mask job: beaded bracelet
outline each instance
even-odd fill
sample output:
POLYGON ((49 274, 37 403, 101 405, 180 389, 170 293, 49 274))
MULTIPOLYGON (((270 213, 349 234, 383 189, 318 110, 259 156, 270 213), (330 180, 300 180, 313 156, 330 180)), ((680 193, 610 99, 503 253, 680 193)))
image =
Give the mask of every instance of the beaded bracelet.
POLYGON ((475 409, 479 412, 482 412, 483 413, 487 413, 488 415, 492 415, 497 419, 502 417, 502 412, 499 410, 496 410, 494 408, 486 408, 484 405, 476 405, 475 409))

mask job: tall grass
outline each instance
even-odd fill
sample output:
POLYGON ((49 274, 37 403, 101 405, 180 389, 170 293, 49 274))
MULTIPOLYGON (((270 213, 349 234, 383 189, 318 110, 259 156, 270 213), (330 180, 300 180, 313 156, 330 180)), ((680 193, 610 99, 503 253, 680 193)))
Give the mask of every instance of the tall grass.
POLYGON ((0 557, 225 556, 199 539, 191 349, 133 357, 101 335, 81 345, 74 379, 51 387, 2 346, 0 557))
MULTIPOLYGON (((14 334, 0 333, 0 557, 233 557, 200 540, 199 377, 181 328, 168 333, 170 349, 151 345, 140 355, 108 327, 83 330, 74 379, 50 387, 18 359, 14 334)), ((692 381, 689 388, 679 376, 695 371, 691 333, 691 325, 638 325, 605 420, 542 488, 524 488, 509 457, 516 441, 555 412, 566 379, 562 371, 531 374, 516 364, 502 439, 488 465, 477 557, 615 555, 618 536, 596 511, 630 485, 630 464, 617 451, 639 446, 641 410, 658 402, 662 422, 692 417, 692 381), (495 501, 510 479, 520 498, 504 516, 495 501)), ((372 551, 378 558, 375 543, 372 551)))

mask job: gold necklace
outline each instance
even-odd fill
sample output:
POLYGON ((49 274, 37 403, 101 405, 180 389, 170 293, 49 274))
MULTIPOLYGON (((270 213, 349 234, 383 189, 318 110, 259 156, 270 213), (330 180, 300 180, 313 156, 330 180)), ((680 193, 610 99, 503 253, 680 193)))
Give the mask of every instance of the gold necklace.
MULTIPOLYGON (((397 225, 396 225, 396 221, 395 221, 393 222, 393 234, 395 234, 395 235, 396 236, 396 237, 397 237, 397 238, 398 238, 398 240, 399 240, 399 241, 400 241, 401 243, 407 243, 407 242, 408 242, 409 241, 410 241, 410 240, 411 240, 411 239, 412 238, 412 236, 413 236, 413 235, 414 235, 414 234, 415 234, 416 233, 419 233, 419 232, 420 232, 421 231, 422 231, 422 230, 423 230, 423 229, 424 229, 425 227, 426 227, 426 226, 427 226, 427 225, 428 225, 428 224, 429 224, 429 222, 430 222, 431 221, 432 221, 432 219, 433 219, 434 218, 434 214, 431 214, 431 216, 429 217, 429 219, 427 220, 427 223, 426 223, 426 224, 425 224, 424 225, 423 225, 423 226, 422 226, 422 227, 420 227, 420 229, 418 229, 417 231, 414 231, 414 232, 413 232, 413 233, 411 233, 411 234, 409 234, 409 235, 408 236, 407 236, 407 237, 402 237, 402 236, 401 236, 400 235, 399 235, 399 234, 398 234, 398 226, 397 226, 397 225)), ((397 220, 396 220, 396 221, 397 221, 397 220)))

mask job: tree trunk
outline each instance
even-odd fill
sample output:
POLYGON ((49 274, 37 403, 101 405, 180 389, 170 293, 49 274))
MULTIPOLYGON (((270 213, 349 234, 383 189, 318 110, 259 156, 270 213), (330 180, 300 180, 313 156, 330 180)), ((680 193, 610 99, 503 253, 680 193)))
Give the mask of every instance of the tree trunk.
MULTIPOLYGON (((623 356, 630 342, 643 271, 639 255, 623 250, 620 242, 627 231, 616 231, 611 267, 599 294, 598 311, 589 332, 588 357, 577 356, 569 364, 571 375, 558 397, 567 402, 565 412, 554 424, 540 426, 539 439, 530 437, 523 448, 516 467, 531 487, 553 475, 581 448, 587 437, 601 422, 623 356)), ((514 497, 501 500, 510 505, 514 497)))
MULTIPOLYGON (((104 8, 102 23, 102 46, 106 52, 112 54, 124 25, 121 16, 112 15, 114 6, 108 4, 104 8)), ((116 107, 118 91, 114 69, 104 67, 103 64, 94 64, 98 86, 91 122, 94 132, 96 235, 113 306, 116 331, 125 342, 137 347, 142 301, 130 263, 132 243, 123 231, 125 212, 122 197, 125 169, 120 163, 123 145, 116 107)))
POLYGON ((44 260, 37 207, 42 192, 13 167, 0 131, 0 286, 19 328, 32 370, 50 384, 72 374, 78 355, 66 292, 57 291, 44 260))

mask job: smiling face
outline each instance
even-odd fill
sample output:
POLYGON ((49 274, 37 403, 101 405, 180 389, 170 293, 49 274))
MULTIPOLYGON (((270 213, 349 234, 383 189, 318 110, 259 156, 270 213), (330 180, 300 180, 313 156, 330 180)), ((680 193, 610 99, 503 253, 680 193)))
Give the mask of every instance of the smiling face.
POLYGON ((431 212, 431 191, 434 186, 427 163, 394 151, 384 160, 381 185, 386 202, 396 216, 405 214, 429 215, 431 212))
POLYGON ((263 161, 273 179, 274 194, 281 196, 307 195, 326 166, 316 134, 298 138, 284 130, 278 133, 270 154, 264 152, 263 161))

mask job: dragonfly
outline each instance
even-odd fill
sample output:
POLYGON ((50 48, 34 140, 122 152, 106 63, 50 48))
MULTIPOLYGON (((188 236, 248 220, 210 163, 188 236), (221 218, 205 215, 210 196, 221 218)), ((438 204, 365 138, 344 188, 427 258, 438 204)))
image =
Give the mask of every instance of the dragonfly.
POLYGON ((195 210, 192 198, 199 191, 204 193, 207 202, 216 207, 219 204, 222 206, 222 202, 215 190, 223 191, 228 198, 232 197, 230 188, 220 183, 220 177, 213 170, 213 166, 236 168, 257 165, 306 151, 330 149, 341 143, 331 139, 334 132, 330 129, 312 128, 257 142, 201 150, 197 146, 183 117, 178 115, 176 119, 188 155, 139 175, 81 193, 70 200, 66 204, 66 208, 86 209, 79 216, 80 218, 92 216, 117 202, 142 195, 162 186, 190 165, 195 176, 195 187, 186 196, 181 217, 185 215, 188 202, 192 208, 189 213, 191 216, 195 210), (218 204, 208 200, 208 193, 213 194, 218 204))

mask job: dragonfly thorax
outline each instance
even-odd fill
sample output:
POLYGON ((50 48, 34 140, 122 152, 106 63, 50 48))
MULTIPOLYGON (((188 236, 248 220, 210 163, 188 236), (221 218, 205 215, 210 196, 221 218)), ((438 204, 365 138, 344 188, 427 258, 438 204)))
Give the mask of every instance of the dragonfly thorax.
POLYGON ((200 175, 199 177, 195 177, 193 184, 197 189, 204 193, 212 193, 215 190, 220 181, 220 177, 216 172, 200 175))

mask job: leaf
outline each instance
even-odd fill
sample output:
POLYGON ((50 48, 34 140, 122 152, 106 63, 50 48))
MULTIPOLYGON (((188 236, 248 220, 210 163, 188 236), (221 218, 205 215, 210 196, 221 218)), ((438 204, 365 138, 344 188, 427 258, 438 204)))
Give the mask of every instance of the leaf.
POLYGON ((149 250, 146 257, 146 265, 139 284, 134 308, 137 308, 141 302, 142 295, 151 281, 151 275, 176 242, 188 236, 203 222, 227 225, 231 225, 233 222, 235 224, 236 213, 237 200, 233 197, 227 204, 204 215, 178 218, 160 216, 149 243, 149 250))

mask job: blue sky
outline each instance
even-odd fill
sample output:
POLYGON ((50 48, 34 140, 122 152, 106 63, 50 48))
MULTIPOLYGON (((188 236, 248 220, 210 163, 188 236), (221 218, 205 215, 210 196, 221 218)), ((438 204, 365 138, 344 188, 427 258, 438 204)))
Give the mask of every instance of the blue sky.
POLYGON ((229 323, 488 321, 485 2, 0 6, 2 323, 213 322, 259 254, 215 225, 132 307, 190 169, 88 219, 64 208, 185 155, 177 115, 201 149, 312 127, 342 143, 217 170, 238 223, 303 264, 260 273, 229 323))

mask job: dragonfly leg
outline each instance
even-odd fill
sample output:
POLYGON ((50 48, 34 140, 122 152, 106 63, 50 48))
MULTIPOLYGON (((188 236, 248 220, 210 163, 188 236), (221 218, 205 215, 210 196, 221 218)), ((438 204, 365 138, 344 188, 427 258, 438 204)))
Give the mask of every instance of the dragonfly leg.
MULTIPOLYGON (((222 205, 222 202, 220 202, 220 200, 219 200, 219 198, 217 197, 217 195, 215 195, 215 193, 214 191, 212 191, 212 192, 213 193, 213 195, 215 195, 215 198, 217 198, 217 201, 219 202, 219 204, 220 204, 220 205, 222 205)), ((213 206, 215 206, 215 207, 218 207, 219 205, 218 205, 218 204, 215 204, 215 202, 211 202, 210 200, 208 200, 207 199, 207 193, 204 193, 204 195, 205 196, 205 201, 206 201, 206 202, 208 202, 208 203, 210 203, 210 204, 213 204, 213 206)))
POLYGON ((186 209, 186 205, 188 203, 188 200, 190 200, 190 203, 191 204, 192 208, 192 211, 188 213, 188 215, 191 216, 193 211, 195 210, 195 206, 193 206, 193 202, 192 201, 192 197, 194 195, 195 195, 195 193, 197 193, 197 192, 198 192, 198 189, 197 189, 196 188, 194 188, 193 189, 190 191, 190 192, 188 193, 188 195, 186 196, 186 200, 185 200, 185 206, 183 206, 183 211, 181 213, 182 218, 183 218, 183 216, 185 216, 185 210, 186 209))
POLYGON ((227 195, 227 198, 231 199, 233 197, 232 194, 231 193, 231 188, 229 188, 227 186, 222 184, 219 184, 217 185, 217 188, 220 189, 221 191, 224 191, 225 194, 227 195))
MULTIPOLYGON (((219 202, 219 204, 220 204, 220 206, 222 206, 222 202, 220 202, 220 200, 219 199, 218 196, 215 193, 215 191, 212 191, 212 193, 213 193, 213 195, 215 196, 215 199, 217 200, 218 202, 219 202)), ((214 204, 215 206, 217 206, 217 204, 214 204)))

##########

* THE EXERCISE: Copy out everything from the line containing "mask job: dragonfly leg" down to the line containing "MULTIPOLYGON (((222 205, 222", both lines included. Keep the requests and sample outputs unchanged, but multiply every coordinate in the answers by 1.5 and round each to a whole number, with halves rounded up.

* REPLY TO THE TASK:
mask job: dragonfly leg
outline each instance
even-odd fill
sample output:
POLYGON ((50 48, 34 140, 122 152, 106 63, 50 48))
MULTIPOLYGON (((188 236, 248 220, 210 163, 188 236), (221 218, 205 215, 210 196, 221 218)), ((438 204, 365 138, 344 188, 427 258, 438 204)))
Give the mask of every instance of the dragonfly leg.
MULTIPOLYGON (((333 308, 333 303, 330 303, 330 300, 329 300, 329 297, 326 296, 326 293, 323 293, 323 290, 321 287, 318 287, 318 288, 320 290, 320 293, 323 293, 323 297, 326 297, 326 302, 329 303, 329 306, 330 306, 330 308, 333 308)), ((320 309, 323 309, 323 311, 327 311, 329 308, 327 308, 327 306, 323 306, 323 303, 317 303, 315 300, 312 300, 311 299, 311 290, 306 290, 306 293, 308 294, 308 302, 309 302, 309 303, 312 303, 312 305, 315 305, 315 306, 320 306, 320 309)))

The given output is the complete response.